### [Assignment]
Copy out all lines in the data below containing the string "white".

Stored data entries

^^^^^^^^

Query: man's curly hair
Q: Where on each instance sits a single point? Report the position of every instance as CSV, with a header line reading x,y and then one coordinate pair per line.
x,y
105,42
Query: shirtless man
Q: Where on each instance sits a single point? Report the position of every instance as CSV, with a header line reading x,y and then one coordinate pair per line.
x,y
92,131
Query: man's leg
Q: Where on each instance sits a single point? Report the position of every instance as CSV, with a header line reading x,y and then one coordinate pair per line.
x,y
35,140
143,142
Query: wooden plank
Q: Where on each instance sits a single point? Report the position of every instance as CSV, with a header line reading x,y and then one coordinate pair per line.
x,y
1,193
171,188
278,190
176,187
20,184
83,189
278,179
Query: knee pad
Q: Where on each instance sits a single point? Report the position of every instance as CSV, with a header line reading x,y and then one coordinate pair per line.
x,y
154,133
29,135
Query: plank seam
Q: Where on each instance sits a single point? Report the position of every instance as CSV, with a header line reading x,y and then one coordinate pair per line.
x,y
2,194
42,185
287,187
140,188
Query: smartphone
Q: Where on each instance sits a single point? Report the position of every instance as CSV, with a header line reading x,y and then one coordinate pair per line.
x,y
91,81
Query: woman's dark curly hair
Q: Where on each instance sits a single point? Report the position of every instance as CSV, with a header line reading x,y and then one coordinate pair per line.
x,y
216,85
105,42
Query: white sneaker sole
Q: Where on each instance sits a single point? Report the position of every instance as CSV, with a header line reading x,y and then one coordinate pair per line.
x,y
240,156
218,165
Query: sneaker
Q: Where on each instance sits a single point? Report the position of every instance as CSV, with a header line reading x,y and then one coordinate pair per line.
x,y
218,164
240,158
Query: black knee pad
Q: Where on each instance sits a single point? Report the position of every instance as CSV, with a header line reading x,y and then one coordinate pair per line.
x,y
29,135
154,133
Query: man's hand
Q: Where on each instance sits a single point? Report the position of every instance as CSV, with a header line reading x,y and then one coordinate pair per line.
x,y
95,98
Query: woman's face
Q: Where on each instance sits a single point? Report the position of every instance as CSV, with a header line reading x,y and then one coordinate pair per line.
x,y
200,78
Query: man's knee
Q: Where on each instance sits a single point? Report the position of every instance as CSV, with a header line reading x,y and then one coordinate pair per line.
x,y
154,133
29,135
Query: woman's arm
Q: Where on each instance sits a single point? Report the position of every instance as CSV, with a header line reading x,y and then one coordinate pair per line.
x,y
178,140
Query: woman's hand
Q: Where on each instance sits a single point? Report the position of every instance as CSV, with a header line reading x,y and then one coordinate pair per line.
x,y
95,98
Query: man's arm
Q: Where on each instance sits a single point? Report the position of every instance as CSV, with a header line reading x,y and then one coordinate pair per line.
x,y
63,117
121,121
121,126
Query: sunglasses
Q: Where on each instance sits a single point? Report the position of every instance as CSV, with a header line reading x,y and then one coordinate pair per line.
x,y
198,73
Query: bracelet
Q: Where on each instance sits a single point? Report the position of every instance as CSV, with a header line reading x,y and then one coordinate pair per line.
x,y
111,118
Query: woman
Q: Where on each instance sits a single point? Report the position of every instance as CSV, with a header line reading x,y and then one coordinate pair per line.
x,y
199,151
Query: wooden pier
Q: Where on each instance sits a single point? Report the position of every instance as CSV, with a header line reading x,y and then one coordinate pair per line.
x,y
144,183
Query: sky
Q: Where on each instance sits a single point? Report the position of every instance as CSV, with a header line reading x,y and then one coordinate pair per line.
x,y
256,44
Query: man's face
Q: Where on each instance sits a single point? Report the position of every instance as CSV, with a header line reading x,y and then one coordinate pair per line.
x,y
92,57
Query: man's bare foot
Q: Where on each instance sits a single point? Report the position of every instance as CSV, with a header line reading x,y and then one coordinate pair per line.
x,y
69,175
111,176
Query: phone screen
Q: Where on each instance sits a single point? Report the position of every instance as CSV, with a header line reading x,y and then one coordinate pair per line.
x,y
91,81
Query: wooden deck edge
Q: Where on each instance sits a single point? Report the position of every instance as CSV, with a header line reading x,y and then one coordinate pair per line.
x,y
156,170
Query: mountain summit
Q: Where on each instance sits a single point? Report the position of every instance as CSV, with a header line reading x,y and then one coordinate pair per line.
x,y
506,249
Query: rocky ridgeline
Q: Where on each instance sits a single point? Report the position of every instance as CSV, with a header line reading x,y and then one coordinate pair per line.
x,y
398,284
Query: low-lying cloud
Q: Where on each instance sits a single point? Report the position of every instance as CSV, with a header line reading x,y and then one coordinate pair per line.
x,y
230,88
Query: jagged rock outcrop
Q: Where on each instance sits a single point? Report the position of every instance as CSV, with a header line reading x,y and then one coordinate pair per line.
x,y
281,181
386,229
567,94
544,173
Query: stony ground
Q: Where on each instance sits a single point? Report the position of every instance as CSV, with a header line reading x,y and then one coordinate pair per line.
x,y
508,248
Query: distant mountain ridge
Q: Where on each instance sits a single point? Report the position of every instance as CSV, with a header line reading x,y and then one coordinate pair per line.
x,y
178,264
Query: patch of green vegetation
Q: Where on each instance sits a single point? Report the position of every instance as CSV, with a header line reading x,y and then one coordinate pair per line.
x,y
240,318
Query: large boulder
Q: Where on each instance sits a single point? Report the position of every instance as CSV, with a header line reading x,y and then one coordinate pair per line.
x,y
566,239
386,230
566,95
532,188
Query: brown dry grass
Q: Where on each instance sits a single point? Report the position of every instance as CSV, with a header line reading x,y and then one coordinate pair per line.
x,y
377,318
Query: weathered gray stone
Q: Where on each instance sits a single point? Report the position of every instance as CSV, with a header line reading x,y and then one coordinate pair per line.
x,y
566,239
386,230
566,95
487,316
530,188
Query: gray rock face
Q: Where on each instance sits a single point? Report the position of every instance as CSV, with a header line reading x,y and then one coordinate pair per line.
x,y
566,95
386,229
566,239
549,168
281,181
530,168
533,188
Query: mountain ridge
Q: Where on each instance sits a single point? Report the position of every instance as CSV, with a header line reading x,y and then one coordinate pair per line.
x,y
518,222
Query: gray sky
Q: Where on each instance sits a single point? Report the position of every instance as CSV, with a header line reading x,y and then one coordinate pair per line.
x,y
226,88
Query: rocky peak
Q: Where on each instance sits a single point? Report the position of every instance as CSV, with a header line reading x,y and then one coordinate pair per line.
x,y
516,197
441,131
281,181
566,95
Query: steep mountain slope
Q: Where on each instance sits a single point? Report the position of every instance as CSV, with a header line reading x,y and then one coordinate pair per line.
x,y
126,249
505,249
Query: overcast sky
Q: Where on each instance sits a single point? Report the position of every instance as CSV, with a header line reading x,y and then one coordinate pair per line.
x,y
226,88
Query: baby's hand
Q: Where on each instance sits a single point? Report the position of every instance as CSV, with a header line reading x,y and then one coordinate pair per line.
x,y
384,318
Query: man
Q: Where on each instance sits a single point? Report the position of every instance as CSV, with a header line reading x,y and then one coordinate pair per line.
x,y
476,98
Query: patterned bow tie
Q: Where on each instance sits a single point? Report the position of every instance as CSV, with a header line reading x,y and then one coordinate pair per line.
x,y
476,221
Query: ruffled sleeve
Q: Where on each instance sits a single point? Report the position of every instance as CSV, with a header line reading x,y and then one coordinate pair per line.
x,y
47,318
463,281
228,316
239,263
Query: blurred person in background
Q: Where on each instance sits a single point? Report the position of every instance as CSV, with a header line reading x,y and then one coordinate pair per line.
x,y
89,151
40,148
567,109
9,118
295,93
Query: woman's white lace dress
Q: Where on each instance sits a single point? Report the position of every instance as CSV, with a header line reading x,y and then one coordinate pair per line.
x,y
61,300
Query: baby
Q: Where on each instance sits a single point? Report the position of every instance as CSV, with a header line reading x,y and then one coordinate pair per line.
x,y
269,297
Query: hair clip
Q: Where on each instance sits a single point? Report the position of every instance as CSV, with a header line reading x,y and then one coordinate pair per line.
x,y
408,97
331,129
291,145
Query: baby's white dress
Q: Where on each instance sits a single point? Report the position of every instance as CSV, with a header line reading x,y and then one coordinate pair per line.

^^^^^^^^

### [Your response]
Query: white sneaker sole
Query: woman's white lace dress
Query: baby's white dress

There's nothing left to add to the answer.